* YOUR INSTRUCTIONS
Copy everything from "Alicia A. Caldwell, writing" down to "the grand jury." in the account of the Bagram prisoner abuse, swapping "grand jury" for "federal panel".

* SELECTED EXTRACT
*-*-*

In March 2006, the CBS News program, "60 Minutes" investigated the deaths of two Afghan prisoners, including Dilawar, revealing that authorization for the abuse came from the "very top of the United States government". 60 Minutes correspondent Scott Pelley interviewed retired Army Colonel Lawrence Wilkerson, who was appointed chief of staff by Secretary of State Colin Powell in 2002, during George W. Bush's first administration. Willie V. Brand, one of the soldiers convicted of assault and maiming in the deaths of the two prisoners, and Brand's commanding officer, Capt. Christopher Beiring, were also featured in the program. Wilkerson told "60 Minutes" that he could "smell" a cover-up and was asked by Powell to investigate how American soldiers had come to use torture and stated; "I was developing the picture as to how this all got started in the first place, and that alarmed me as much as the abuse itself because it looked like authorization for the abuse went to the very top of the United States government". Brand and Beiring confirmed that several of their leaders had witnessed and knew about the abuse and torture of the prisoners.

Beiring and Brand showed no remorse when recounting the torture. Beiring was charged with dereliction of duty, a charge that was later dropped. Brand was convicted at his court martial, but rather than the 16 years in prison he was facing from the charges brought against him, he was given a reduction in rank.

In August 2005, Sgt. Selena M. Salcedo, an interrogator with the 519th Military Intelligence Battalion, admitted to mistreating Dilawar. In a military court Salcedo pleaded guilty to dereliction of duty and assault, admitting she kicked the prisoner, grabbed his head and forced him against a wall several times. Two related charges were dropped and she was reduced in rank to corporal or specialist, given a letter of reprimand and docked $250 a month in pay for four months. She could have received a year in prison, loss of a year's pay, reduction in rank to private, and a bad-conduct discharge.

==2007 inquiry in civil court==

In July 2007, a federal grand jury opened a civil inquiry into the Bagram abuse.
Alicia A. Caldwell, writing in the Huffington Post, quoted a former military defense lawyer, named Michael Waddington, who said:

he had never heard of such a prosecution before June 2006, when federal authorities in Kentucky charged former Pfc. Steven D. Green with shooting and killing an Iraqi girl after he and other soldiers raped her.

Duane M. Grubb, Darin Broady, Christopher Greatorex and Christopher Beiring, four of the soldiers who served at the center at the time of the deaths, acknowledge that they had been called before the grand jury.
They were reported to have waived immunity.

*-*-*

[Records from a data source]
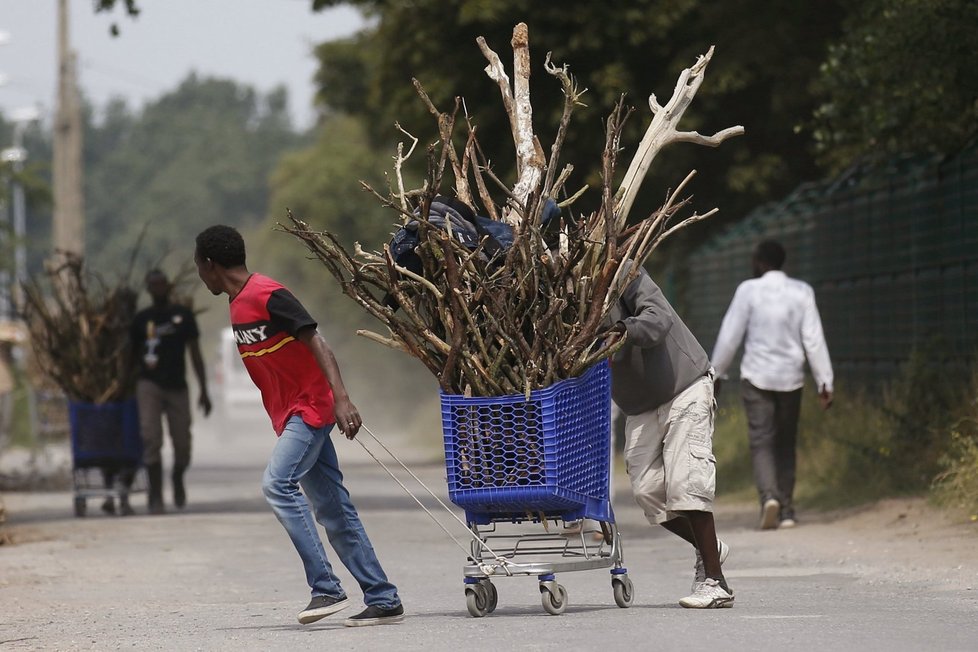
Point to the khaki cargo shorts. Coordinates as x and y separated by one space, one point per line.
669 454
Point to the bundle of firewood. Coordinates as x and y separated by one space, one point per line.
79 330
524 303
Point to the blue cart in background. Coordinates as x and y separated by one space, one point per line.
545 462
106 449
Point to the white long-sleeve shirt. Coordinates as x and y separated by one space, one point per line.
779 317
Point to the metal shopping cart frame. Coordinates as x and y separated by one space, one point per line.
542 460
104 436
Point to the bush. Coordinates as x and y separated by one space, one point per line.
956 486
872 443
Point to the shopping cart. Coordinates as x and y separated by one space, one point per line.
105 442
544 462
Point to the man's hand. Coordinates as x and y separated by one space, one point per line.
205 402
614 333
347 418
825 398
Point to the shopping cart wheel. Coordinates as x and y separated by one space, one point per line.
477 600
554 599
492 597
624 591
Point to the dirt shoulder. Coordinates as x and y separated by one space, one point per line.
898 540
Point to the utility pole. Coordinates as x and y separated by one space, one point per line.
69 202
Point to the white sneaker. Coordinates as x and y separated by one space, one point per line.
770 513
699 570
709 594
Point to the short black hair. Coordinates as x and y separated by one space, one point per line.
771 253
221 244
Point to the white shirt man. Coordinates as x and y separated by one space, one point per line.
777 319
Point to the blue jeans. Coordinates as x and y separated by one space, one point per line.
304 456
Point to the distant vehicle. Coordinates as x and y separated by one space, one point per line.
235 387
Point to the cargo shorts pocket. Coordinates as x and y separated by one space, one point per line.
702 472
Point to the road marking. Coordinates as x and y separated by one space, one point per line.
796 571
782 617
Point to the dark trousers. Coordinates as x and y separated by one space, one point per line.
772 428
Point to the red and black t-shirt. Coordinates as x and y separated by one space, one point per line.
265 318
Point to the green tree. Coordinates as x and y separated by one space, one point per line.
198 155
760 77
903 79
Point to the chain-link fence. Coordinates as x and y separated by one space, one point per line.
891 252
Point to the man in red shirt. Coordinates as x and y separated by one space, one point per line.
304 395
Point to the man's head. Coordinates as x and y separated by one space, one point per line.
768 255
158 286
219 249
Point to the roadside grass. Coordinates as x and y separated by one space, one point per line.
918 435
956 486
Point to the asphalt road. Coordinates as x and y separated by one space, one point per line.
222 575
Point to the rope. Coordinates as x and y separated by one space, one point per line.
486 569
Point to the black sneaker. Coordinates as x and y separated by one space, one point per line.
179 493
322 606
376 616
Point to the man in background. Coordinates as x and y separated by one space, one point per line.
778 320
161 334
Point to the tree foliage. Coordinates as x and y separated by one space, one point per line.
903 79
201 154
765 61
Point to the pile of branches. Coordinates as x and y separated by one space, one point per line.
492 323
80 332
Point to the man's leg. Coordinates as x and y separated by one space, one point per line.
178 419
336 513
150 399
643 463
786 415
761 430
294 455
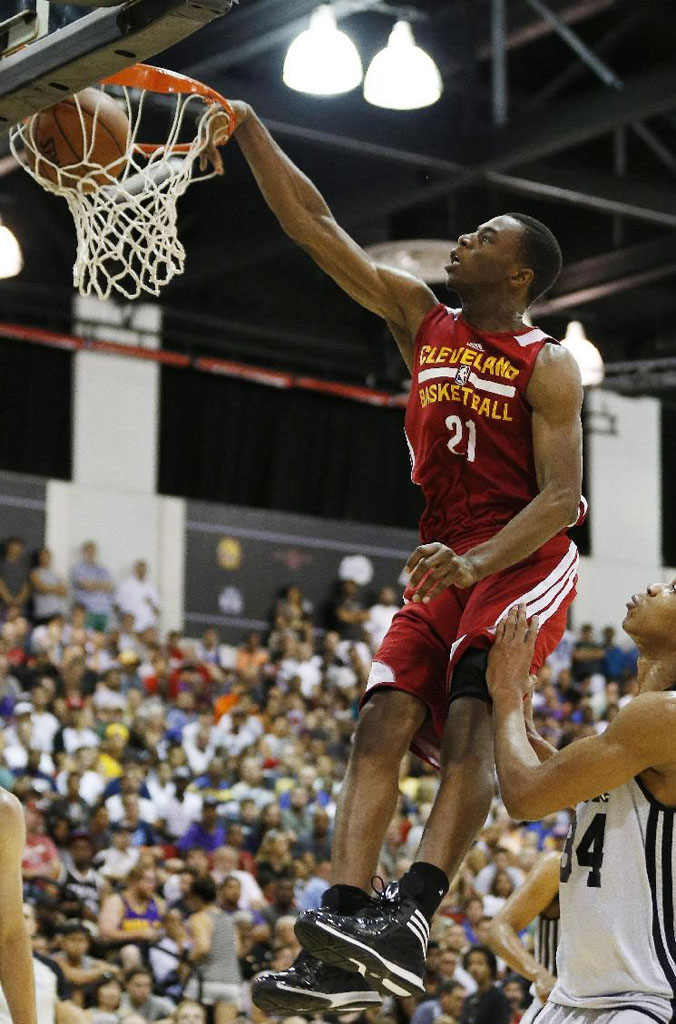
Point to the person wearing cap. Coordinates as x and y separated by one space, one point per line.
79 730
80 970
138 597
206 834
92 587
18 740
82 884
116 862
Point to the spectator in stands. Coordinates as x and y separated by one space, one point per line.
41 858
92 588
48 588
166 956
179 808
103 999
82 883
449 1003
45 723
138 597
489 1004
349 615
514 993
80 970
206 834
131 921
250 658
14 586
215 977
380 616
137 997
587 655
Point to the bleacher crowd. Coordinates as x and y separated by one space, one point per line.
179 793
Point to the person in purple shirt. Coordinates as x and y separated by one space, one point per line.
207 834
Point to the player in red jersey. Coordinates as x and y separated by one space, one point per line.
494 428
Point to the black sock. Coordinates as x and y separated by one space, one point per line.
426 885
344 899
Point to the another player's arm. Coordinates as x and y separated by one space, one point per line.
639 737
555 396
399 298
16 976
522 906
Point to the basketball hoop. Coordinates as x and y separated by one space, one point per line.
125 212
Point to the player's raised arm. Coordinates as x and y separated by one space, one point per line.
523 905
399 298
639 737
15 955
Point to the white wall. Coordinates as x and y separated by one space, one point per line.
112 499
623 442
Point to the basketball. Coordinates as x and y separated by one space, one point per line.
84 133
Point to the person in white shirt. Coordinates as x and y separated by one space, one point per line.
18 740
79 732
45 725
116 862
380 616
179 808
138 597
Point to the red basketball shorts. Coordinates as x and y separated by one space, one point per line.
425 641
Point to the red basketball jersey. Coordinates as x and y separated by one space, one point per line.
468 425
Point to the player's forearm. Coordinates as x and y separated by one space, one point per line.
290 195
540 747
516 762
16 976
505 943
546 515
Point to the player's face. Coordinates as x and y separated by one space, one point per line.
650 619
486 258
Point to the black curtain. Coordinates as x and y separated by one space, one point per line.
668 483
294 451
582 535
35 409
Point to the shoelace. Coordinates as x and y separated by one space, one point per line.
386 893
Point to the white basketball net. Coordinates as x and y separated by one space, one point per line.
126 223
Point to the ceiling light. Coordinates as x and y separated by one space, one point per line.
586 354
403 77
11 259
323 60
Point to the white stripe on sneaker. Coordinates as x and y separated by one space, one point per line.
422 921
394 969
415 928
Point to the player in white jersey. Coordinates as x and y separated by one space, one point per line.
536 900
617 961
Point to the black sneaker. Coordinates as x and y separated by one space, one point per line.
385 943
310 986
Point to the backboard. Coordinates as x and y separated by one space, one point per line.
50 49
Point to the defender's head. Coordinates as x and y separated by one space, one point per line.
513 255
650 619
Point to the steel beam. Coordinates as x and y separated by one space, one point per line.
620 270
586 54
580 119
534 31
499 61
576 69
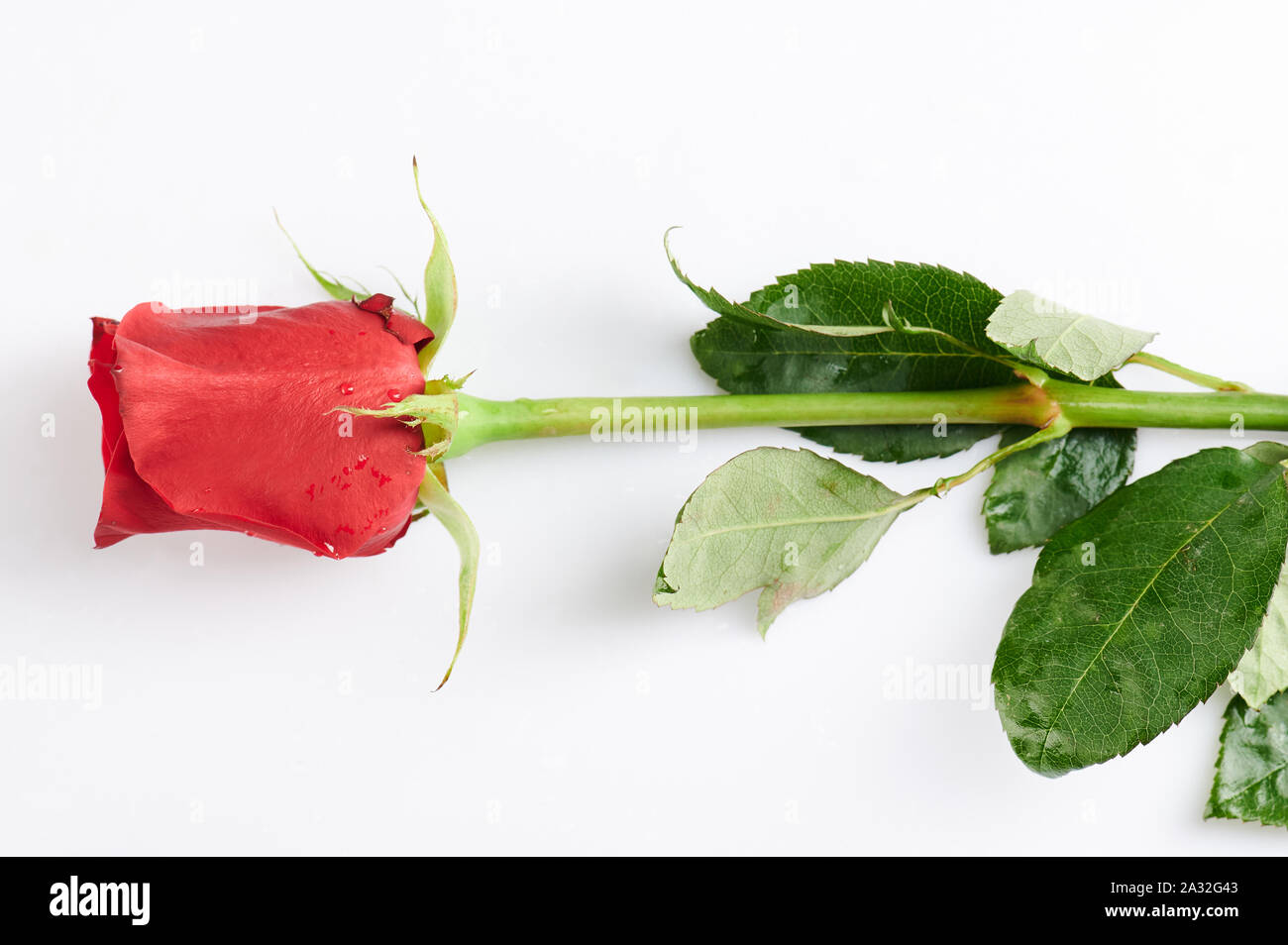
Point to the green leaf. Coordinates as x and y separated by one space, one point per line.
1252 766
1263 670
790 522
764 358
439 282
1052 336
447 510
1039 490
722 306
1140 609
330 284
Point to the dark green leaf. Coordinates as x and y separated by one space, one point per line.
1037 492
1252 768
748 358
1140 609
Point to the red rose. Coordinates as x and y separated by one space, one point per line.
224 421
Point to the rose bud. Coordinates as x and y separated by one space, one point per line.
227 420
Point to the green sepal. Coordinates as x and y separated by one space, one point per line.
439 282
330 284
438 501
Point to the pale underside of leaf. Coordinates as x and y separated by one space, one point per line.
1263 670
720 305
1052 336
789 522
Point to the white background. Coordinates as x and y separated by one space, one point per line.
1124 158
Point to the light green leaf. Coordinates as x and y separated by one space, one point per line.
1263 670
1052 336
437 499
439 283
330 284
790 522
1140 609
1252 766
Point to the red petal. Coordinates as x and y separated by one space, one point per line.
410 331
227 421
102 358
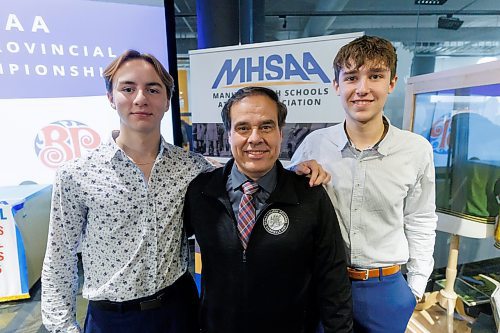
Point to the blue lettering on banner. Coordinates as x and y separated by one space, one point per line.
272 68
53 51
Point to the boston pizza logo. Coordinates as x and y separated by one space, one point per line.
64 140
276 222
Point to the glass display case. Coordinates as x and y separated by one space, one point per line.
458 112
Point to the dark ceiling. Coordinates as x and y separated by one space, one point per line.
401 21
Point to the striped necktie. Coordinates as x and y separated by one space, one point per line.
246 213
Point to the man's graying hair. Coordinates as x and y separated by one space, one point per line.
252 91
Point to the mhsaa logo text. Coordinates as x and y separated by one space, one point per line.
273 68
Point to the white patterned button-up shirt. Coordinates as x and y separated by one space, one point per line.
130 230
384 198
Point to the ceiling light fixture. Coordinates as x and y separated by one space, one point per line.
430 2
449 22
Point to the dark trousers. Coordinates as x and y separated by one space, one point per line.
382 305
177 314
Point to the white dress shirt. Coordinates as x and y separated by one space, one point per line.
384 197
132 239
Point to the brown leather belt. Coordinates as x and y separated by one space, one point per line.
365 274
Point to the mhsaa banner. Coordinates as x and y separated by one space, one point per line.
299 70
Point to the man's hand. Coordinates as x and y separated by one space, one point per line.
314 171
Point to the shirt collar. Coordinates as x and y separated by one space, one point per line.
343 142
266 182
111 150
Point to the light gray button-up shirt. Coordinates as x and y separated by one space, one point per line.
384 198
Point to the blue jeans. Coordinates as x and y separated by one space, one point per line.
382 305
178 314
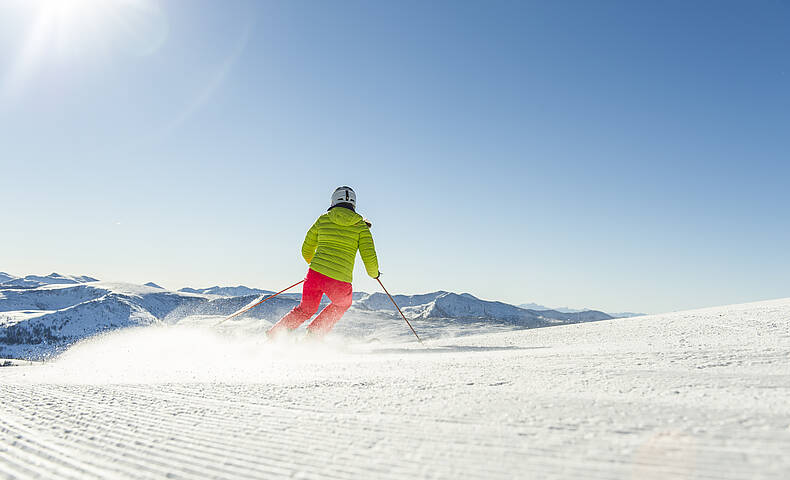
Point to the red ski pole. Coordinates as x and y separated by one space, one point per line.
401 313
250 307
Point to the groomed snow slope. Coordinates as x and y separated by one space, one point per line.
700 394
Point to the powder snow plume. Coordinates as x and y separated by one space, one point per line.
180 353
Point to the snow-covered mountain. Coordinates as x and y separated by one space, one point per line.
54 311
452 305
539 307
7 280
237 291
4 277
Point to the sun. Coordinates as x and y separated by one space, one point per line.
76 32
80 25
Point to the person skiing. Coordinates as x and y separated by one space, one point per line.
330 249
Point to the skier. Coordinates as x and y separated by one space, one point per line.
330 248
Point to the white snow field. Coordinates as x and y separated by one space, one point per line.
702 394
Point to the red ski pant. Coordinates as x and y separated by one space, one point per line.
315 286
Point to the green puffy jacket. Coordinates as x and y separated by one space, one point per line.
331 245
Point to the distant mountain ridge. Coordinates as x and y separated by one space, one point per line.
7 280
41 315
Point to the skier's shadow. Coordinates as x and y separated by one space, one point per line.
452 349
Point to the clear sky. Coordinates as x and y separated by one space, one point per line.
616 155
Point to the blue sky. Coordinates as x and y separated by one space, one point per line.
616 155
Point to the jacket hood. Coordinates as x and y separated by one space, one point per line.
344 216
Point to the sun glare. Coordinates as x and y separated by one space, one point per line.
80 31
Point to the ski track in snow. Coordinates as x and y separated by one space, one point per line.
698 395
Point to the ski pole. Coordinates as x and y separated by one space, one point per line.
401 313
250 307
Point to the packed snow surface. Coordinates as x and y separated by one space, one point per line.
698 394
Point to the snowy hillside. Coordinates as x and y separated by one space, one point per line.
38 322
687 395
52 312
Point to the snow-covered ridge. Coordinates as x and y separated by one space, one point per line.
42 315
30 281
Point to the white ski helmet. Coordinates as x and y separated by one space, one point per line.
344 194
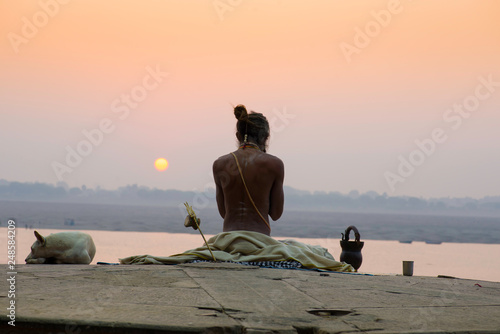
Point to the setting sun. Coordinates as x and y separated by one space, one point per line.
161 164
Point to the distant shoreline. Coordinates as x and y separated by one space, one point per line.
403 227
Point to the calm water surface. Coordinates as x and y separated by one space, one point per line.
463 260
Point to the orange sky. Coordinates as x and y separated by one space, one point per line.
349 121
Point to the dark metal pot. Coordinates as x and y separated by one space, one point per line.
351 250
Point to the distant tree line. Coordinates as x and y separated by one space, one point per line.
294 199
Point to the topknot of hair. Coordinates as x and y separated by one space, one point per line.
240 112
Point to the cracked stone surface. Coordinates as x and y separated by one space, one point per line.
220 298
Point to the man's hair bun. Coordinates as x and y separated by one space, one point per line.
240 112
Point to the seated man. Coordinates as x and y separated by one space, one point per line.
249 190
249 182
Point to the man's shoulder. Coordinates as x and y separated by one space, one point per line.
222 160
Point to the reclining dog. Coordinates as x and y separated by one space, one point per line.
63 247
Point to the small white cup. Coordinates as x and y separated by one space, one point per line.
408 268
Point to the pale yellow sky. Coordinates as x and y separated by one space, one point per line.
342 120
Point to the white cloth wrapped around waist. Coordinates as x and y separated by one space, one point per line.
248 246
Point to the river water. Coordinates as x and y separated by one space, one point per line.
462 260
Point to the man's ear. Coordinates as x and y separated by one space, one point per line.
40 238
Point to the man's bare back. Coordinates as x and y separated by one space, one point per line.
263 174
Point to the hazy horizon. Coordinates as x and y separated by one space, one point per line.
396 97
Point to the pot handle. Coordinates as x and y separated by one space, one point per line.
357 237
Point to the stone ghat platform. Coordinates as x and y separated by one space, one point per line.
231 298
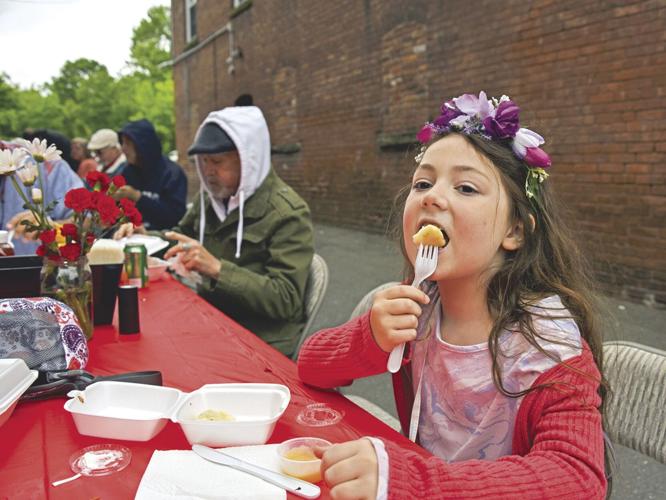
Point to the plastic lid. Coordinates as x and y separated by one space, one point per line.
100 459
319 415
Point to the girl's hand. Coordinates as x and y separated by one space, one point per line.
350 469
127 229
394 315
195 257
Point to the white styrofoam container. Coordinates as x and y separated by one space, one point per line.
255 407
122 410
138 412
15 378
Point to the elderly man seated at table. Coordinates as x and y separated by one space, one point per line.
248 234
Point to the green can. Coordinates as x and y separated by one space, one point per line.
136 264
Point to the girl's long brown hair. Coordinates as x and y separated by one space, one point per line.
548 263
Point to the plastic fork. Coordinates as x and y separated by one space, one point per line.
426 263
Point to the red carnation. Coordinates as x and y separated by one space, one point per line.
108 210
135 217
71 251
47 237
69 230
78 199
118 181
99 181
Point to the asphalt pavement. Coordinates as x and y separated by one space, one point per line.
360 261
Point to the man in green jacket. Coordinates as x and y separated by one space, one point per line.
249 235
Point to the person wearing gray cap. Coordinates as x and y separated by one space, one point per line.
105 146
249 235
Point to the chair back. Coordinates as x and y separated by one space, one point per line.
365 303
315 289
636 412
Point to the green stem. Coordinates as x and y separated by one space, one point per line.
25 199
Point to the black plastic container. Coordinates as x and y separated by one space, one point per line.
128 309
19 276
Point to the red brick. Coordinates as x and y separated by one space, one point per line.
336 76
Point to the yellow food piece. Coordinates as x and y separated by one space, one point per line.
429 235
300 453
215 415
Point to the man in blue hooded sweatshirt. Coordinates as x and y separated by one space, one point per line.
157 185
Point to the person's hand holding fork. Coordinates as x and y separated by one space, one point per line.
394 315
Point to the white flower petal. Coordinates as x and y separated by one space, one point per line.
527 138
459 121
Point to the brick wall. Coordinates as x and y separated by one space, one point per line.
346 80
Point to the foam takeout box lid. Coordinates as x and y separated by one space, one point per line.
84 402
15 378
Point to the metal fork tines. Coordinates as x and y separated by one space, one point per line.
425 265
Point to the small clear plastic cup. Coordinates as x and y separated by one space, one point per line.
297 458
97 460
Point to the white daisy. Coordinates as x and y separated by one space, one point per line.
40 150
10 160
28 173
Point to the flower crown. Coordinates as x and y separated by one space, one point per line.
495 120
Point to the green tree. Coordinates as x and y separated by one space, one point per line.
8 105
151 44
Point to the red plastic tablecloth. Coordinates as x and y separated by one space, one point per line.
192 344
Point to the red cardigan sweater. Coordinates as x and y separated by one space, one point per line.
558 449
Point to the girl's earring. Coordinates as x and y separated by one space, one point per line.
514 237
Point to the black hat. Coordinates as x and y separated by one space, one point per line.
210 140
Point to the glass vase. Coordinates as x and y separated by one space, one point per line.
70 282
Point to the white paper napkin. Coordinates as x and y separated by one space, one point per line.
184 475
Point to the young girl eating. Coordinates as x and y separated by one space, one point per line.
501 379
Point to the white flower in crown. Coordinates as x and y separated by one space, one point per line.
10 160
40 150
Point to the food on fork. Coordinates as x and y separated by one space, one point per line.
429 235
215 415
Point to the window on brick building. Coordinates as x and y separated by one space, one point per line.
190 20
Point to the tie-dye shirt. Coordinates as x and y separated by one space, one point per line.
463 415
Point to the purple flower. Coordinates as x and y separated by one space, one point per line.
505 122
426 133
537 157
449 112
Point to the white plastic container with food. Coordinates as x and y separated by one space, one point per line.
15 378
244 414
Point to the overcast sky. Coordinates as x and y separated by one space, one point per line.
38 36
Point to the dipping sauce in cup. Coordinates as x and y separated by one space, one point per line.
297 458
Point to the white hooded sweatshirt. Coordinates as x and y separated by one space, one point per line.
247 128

*-*-*

* ANSWER BOX
Alicia A. Caldwell, writing in the Huffington Post, quoted a former military defense lawyer, named Michael Waddington, who said:

he had never heard of such a prosecution before June 2006, when federal authorities in Kentucky charged former Pfc. Steven D. Green with shooting and killing an Iraqi girl after he and other soldiers raped her.

Duane M. Grubb, Darin Broady, Christopher Greatorex and Christopher Beiring, four of the soldiers who served at the center at the time of the deaths, acknowledge that they had been called before the federal panel.